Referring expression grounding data

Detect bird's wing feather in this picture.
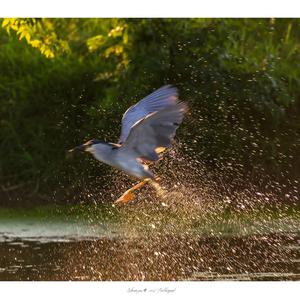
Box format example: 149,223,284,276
119,102,187,161
118,85,178,144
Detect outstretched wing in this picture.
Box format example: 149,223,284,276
118,85,178,144
119,102,187,161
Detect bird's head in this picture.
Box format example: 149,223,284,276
68,139,104,153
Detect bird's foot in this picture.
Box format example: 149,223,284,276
115,190,135,204
114,179,149,204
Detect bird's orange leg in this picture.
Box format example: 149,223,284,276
114,179,150,204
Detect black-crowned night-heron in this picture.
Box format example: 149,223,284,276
69,85,187,204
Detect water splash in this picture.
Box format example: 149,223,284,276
3,140,298,281
148,180,167,199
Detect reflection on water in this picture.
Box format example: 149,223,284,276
0,234,299,281
0,220,121,243
0,209,299,281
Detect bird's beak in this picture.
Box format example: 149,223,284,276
68,144,86,153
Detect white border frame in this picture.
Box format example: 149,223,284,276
1,0,300,17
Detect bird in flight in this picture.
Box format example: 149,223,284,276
69,85,187,204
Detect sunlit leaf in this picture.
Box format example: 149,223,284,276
2,18,10,28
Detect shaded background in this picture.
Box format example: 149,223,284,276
0,18,299,206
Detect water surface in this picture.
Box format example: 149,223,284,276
0,203,299,280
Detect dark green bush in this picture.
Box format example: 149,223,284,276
0,19,299,204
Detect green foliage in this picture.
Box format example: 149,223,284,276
2,18,71,58
0,18,299,203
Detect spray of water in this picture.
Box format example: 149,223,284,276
80,140,298,242
55,140,300,281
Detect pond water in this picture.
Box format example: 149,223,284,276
0,203,299,281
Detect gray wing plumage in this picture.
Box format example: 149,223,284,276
118,85,178,144
120,101,187,161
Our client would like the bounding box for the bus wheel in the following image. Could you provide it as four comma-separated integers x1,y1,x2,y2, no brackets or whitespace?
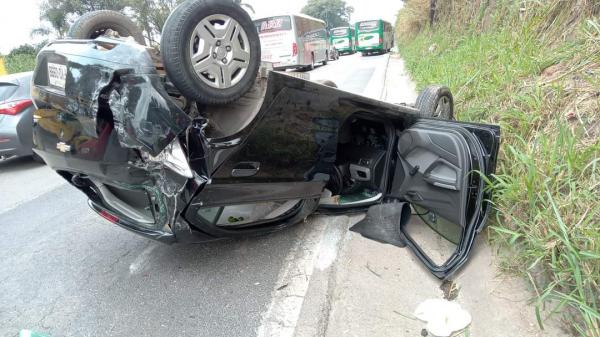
161,0,261,105
306,55,315,71
415,85,454,120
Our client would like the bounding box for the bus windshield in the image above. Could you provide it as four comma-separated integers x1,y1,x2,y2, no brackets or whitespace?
255,16,292,34
357,20,380,32
330,27,349,37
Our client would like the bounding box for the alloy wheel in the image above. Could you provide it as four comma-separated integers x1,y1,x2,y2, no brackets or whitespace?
189,14,251,89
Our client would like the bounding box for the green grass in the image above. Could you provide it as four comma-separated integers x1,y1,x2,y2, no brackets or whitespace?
398,10,599,337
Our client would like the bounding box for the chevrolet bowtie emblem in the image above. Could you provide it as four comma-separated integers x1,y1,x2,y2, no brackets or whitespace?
56,142,71,153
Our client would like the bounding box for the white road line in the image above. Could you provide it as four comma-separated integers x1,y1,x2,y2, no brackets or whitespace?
256,216,348,337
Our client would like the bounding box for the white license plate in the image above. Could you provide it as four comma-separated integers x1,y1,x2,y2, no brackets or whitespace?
47,62,67,89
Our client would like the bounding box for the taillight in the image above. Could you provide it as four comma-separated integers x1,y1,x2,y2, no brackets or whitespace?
292,42,298,56
99,210,119,224
0,99,32,115
379,37,383,45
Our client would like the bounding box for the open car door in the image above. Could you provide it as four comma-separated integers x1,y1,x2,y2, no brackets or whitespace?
351,119,500,279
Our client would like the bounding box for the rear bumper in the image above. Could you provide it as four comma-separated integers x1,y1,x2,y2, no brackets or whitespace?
0,131,21,157
0,110,33,158
271,56,303,70
74,173,217,244
88,199,176,243
356,46,383,51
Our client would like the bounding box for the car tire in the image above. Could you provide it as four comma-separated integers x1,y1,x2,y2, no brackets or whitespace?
68,10,146,45
415,85,454,119
161,0,261,105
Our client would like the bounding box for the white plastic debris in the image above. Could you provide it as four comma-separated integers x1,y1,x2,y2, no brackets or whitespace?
414,299,472,337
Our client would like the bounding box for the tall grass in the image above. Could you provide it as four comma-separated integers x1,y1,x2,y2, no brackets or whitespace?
397,1,599,335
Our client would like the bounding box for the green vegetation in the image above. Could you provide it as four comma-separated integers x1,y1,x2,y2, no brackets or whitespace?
301,0,355,29
3,44,42,74
4,54,37,74
396,1,599,336
37,0,186,45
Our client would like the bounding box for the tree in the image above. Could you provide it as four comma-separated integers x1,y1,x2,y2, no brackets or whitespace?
4,43,45,74
37,0,185,46
301,0,354,29
7,45,37,58
128,0,184,45
35,0,255,46
38,0,128,38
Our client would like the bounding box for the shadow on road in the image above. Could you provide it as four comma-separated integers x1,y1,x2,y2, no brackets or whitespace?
0,156,43,173
135,220,304,272
359,52,389,58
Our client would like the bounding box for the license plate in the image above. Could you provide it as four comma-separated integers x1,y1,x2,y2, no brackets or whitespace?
47,62,67,89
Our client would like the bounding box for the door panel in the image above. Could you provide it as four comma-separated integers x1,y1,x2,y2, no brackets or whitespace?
351,120,500,278
390,125,472,227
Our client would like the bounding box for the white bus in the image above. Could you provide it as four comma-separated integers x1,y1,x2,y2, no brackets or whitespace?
254,14,329,70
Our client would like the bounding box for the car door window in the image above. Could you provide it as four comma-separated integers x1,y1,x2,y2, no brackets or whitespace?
403,205,462,265
350,121,500,278
196,199,302,227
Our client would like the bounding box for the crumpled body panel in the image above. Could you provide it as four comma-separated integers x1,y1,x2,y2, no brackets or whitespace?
32,38,190,157
31,38,199,240
109,74,190,156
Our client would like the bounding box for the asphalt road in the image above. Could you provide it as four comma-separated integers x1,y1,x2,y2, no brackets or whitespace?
307,52,390,100
0,52,392,337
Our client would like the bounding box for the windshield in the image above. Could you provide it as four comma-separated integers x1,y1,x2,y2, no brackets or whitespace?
330,27,349,37
254,16,292,34
358,20,380,32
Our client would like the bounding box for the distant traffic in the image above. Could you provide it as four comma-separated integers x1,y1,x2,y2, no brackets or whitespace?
253,14,393,70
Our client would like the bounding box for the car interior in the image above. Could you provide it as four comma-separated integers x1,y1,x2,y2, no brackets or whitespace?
192,114,395,227
320,114,392,208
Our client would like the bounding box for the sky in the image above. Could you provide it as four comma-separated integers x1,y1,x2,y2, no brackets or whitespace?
0,0,45,54
0,0,404,55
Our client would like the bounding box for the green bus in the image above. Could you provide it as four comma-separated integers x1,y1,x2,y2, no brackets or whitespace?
329,26,355,55
355,19,394,56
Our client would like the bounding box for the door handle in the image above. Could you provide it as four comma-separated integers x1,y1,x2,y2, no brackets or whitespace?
231,162,260,177
423,175,458,190
423,158,459,190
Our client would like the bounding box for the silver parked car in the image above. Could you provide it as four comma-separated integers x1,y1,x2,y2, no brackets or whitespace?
0,72,38,161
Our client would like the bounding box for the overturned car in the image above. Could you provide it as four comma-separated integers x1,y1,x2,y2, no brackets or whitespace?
31,0,499,278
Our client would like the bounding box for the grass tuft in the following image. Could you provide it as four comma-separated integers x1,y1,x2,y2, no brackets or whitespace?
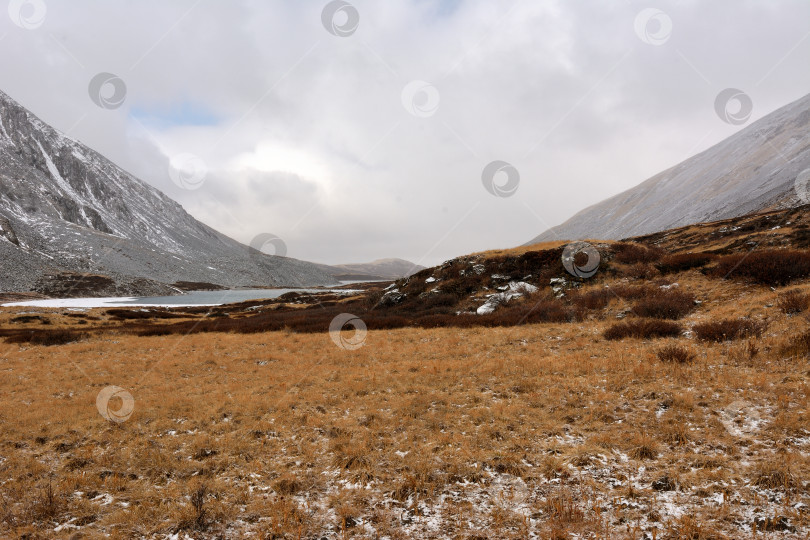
656,344,695,364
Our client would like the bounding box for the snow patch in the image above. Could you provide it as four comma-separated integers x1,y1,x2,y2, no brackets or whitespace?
35,139,82,204
0,115,12,144
2,297,213,308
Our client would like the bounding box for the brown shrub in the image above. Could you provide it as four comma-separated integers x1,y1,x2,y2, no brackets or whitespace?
713,249,810,286
776,289,809,314
106,308,188,320
621,262,658,280
603,319,682,340
693,319,766,342
4,330,89,346
656,252,715,274
10,315,51,324
571,288,613,310
521,298,576,324
613,243,664,264
422,292,458,308
135,327,176,337
609,284,657,301
656,345,695,364
631,290,696,320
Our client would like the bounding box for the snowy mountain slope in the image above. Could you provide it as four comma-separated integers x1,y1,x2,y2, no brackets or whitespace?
0,89,337,295
527,92,810,244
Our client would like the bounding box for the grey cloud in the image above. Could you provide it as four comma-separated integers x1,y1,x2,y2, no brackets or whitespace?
1,0,808,266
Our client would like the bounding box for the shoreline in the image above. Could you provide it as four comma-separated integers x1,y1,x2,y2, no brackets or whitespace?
0,284,379,309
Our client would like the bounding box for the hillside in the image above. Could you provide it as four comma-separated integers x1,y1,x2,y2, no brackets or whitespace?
321,258,425,280
528,92,810,244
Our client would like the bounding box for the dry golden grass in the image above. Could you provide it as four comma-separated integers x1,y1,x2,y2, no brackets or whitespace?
471,240,571,258
2,232,810,537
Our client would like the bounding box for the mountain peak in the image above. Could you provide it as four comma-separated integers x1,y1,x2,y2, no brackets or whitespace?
0,89,336,296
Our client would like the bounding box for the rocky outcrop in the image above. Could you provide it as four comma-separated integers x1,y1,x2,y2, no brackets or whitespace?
0,216,19,246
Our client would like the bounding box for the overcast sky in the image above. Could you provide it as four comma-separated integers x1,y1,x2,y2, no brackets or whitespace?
1,0,809,266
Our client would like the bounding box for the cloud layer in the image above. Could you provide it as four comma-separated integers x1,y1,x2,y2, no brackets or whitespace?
2,0,809,265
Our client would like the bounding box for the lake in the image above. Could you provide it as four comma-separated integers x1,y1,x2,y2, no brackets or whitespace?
1,287,363,309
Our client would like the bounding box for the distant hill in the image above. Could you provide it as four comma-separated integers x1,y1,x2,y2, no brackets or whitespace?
527,92,810,245
320,258,425,280
0,89,337,297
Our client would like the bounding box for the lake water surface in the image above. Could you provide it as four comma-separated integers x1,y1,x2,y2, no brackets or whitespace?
111,288,354,306
2,287,363,309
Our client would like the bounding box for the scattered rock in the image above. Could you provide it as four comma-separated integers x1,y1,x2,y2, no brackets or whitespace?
550,277,567,297
379,289,406,306
0,215,19,246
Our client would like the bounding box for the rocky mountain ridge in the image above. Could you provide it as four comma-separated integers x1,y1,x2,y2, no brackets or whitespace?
0,89,337,296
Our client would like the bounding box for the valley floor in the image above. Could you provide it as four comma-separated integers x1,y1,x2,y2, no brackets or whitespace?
0,283,808,539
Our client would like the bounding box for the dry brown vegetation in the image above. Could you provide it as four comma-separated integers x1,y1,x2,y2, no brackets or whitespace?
2,209,810,538
656,344,696,364
693,318,767,342
1,282,808,538
603,318,683,340
778,289,810,315
630,289,696,320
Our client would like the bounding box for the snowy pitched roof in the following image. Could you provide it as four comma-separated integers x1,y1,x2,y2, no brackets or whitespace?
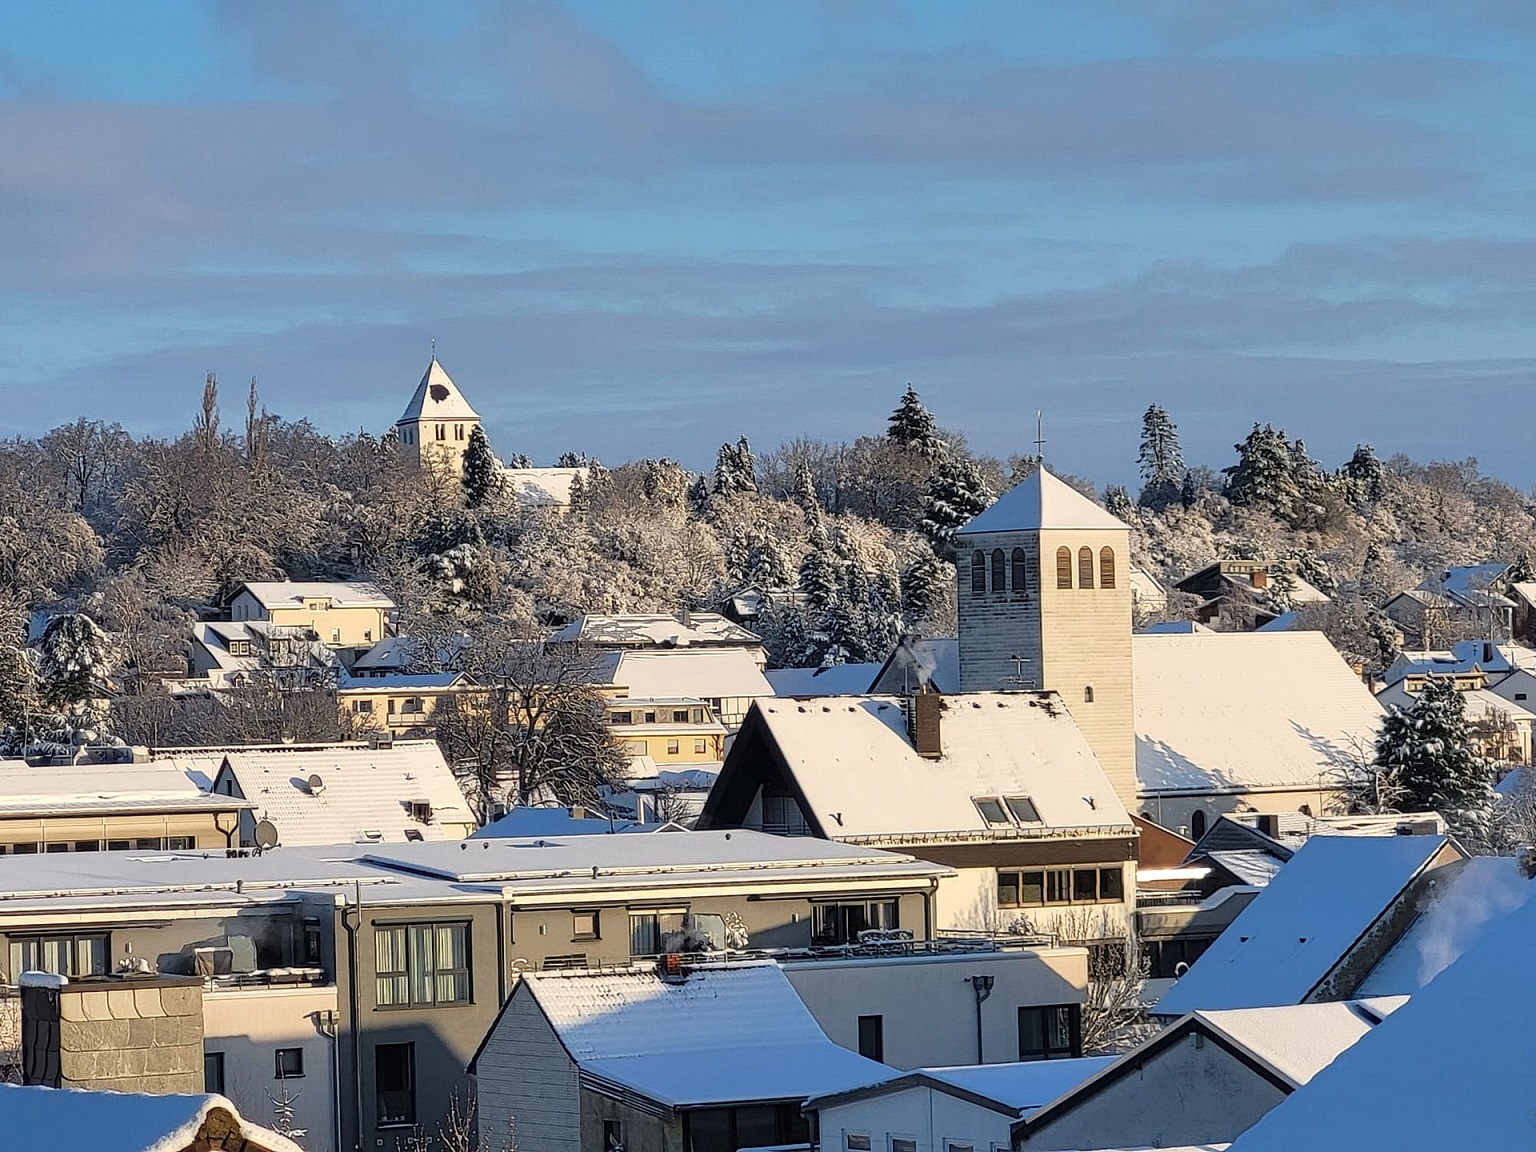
1375,681,1536,726
870,636,961,695
1437,562,1513,608
805,1056,1116,1117
1190,998,1406,1086
958,467,1126,535
727,693,1132,841
213,740,473,846
1201,850,1285,888
600,648,774,702
514,963,891,1108
235,581,394,611
501,466,587,508
766,663,883,697
558,612,763,649
1356,855,1536,997
0,1084,305,1152
1225,870,1536,1152
396,357,480,423
0,762,249,818
1132,631,1384,796
1154,835,1453,1016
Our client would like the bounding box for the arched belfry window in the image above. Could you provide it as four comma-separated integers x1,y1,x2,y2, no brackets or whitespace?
991,549,1006,592
1011,548,1028,595
1100,547,1117,589
1056,547,1073,589
971,551,987,593
1078,547,1095,589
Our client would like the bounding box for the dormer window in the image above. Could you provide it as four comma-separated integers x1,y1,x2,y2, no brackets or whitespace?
1004,796,1041,823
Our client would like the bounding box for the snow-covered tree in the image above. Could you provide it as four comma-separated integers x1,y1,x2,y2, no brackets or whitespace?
1137,405,1185,509
1374,675,1496,845
461,426,501,510
38,613,111,713
886,385,943,459
713,437,759,495
1340,444,1386,504
556,451,590,468
1224,423,1307,523
799,522,843,610
792,462,822,527
1507,550,1536,585
902,551,951,625
504,451,534,470
1103,484,1135,521
919,450,994,557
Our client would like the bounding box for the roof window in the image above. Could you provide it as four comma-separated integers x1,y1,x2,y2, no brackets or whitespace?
1005,796,1042,823
974,797,1010,825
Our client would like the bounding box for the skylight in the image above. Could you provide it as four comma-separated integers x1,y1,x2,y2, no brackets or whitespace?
974,797,1009,825
1005,796,1042,823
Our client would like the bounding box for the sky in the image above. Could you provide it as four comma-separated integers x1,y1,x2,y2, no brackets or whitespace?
3,1,1536,487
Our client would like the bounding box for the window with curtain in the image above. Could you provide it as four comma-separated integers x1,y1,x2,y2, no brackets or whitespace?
990,549,1006,591
1078,547,1095,588
1099,546,1116,589
1056,547,1072,589
1011,548,1028,595
374,923,470,1007
971,551,986,593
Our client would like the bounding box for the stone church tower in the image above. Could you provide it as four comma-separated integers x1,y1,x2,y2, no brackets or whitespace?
955,467,1137,811
395,357,483,477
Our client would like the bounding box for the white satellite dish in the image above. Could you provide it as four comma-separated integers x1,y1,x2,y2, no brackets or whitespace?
254,820,280,850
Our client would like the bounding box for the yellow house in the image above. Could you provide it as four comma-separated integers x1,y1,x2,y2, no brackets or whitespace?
228,581,395,650
336,673,487,734
607,697,728,765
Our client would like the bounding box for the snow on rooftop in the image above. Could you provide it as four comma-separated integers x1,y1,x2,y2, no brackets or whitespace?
1226,870,1536,1152
558,612,763,648
0,1084,304,1152
923,1056,1117,1114
1133,631,1384,795
766,663,882,697
1202,850,1285,888
236,580,394,610
603,648,774,702
470,807,652,838
958,468,1125,535
524,963,891,1107
1154,835,1450,1016
1191,999,1406,1087
397,357,480,423
1376,680,1536,724
751,693,1131,840
501,466,587,508
0,762,245,817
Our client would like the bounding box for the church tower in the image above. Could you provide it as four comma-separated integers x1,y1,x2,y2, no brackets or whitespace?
395,357,483,477
955,467,1137,811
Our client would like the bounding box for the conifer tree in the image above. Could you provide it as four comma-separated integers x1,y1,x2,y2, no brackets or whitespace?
1224,423,1304,521
1374,675,1495,844
902,552,950,624
887,385,943,459
1136,405,1185,509
461,426,500,509
792,462,822,527
713,437,759,494
1507,550,1536,585
919,450,994,557
798,522,843,611
1103,484,1135,521
38,613,110,713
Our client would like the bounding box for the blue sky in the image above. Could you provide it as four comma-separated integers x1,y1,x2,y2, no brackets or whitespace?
3,2,1536,486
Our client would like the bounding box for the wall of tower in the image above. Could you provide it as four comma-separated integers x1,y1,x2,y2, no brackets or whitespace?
398,417,479,478
957,531,1044,693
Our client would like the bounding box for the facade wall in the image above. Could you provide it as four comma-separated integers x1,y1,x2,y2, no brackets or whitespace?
0,811,239,854
1137,788,1340,840
786,948,1088,1069
818,1088,1014,1152
23,977,205,1095
1018,1035,1285,1150
474,990,581,1152
231,590,388,648
399,417,480,479
933,861,1135,939
582,1091,679,1152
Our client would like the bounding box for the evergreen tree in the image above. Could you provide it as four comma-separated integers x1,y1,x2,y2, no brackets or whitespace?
902,552,950,624
792,462,822,527
461,426,500,509
798,522,842,611
38,613,111,713
1340,444,1386,504
1373,675,1495,844
887,385,943,459
1179,470,1199,508
1224,423,1305,521
1137,405,1185,509
1103,484,1135,521
919,450,994,557
1507,550,1536,585
556,451,590,468
505,452,535,470
685,474,712,515
1359,543,1393,604
713,437,759,494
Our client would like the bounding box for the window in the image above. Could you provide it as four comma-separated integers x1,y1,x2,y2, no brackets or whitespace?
275,1047,304,1079
45,843,68,853
811,900,897,946
1143,935,1215,979
622,740,647,755
1045,869,1072,904
1011,548,1028,595
204,1052,225,1094
374,923,471,1007
974,797,1010,825
673,709,690,723
1078,547,1095,589
630,910,684,956
1056,547,1073,589
455,424,464,440
573,911,600,940
858,1014,884,1061
1004,795,1041,823
991,548,1006,591
166,836,194,850
13,842,37,854
1190,810,1208,839
846,1136,873,1152
971,551,987,593
74,840,100,852
10,933,109,978
331,629,341,644
352,699,373,714
435,424,445,441
1018,1004,1081,1061
1099,867,1125,901
667,739,680,755
892,1140,918,1152
1100,546,1116,589
946,1143,976,1152
106,840,129,851
1073,870,1098,902
375,1043,415,1127
694,738,708,754
603,1120,625,1152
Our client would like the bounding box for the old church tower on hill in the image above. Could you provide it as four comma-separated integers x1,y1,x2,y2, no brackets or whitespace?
955,467,1137,811
395,357,483,477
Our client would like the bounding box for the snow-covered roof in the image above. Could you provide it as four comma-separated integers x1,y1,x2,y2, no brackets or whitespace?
234,581,394,611
1510,580,1536,606
1132,631,1384,796
1375,681,1536,725
1385,587,1456,609
1356,855,1536,997
559,612,763,649
1225,870,1536,1152
0,762,248,818
871,636,961,695
1383,640,1536,687
470,807,654,838
806,1056,1115,1117
1154,835,1452,1016
1190,999,1405,1087
336,671,467,691
1436,562,1513,609
0,1084,304,1152
766,663,882,697
517,963,891,1108
741,693,1132,841
501,466,587,508
1254,611,1297,632
214,740,473,846
396,356,480,423
1201,850,1285,888
601,648,774,702
958,467,1125,535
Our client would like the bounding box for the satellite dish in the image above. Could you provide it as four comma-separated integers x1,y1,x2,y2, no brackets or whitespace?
307,773,326,795
510,957,533,975
254,820,280,850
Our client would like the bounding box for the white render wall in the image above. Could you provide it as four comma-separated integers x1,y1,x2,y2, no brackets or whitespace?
474,989,582,1152
816,1086,1014,1152
202,984,339,1152
785,949,1088,1069
936,864,1136,940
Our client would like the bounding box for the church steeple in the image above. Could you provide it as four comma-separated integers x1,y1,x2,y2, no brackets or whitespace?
395,357,483,476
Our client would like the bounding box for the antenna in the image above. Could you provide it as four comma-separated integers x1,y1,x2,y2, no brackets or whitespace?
1034,410,1046,462
431,336,436,358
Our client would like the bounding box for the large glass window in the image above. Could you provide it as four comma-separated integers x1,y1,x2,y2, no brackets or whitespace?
375,1042,415,1127
374,923,470,1007
1018,1004,1081,1061
997,867,1124,908
10,933,108,979
812,900,898,946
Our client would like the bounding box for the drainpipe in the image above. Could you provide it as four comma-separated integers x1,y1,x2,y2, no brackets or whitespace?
317,1007,343,1152
343,884,364,1152
966,975,994,1063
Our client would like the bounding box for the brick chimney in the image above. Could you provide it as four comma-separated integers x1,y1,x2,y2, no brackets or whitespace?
1250,568,1269,590
909,692,943,759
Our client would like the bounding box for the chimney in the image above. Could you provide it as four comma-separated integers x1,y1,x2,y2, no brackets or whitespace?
1483,642,1495,665
909,692,943,759
1255,813,1281,839
569,804,587,821
1251,568,1269,590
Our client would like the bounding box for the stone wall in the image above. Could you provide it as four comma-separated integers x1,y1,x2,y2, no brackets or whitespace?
22,974,205,1094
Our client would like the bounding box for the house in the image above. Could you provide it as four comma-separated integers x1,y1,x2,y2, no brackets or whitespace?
186,620,341,689
1,1084,304,1152
767,639,961,700
1382,587,1459,650
595,647,775,729
469,963,894,1152
208,738,476,846
556,611,766,657
227,581,395,651
767,661,887,698
605,696,728,764
697,693,1139,938
1173,560,1329,631
335,670,486,734
1152,834,1464,1018
1385,562,1525,646
0,760,250,854
1131,631,1385,837
1375,671,1535,764
608,764,720,826
501,466,589,511
719,583,807,625
1225,856,1536,1152
395,356,482,478
1009,998,1403,1151
806,1056,1114,1152
1129,564,1168,618
1381,639,1536,722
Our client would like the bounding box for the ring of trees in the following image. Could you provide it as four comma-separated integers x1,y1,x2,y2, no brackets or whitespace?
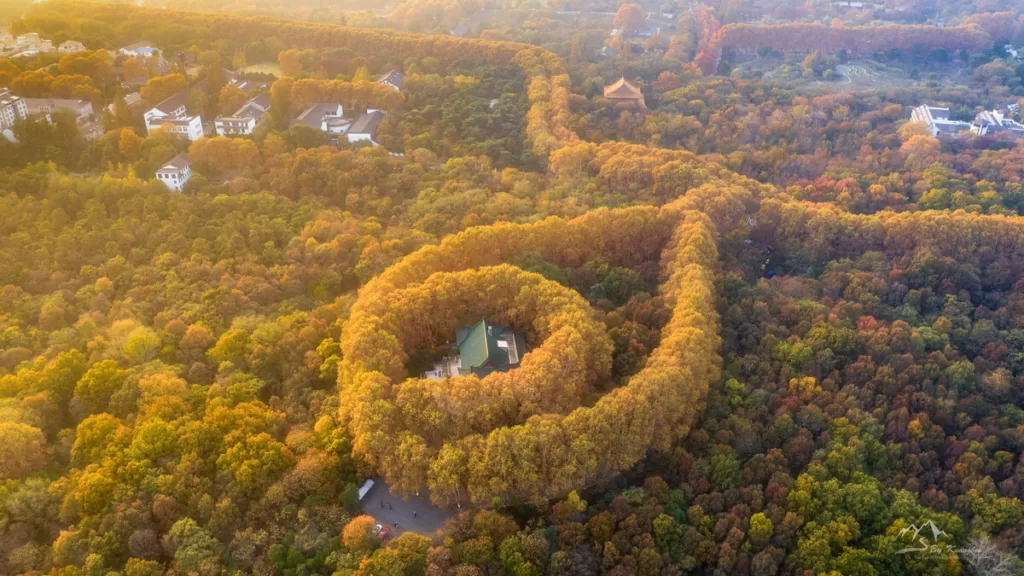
338,206,723,506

## WORK TO BE COMPLETED
Look through the records for the word "bird". Every line that has it should be copied.

## EXERCISE RESULT
Detect bird's wing feather in this picture.
Detect bird's head in this picture.
Detect bird's foot in this picture.
Detect bird's orange leg in this picture.
Detect bird's beak in this picture.
Detect bird in flight in this picture.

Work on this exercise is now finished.